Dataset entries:
┌──

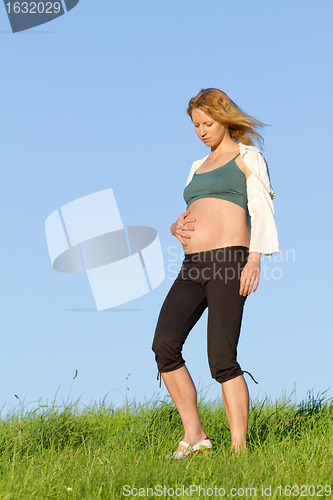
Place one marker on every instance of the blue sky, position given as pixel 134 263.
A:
pixel 97 99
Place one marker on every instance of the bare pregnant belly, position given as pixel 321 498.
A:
pixel 219 223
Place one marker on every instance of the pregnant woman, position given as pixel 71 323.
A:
pixel 229 222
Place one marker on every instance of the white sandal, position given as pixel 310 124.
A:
pixel 204 445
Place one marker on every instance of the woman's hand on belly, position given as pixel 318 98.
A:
pixel 181 227
pixel 219 223
pixel 250 274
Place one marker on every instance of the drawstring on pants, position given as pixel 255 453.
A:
pixel 244 371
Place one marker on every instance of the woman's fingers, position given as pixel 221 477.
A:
pixel 249 279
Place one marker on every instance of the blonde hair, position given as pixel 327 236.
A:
pixel 216 104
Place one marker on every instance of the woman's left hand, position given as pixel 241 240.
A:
pixel 250 274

└──

> Task: Begin with the line that contains "pixel 221 477." and set down each line exactly until the records above end, including the final line.

> Completed exercise:
Place one marker on every instance of the woman's fingers, position given as pixel 221 477.
A:
pixel 249 279
Place one marker on every instance of the blonde hair, position given as pixel 327 236.
A:
pixel 216 104
Place one marker on every instance of the woman's left hand, position given as pixel 241 240.
A:
pixel 250 274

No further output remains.